◆ **ACTIVITY**:
Set down, please, exactly the lines below that run from the line with "964, row 128." to the line with "Query: large tree trunk", both lines included.

** DATA PROVIDED follows **

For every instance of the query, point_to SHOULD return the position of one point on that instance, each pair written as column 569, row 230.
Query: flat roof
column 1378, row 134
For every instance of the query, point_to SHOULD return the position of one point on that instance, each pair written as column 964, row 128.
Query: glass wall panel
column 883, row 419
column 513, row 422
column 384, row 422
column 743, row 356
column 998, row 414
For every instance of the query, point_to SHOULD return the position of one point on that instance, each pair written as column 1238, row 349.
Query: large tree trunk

** End of DATA PROVIDED **
** DATA PROVIDED follows **

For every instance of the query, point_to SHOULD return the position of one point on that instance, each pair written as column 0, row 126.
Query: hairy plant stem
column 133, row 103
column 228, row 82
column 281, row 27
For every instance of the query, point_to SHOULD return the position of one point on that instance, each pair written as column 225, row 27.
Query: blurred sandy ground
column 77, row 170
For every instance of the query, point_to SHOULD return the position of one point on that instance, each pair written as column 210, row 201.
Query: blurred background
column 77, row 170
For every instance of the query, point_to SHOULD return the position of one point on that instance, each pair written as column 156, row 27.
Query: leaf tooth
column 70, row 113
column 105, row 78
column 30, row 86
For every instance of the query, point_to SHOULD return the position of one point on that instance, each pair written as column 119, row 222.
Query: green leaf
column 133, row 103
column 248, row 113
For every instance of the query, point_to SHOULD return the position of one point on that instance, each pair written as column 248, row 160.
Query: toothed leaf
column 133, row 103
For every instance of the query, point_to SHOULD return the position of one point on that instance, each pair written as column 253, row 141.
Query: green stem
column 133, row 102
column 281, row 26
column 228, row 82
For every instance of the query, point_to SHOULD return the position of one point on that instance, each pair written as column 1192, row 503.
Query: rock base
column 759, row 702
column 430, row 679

** End of DATA PROVIDED **

◆ **REPLY**:
For every instance of the query, point_to SHOULD return the position of one point on that instance, each pair written as column 964, row 128.
Query: glass wall panel
column 883, row 419
column 513, row 422
column 384, row 422
column 743, row 356
column 998, row 414
For every instance of the query, point_to SHOULD return the position of one point on that instance, each pair written as column 1238, row 349.
Query: large tree trunk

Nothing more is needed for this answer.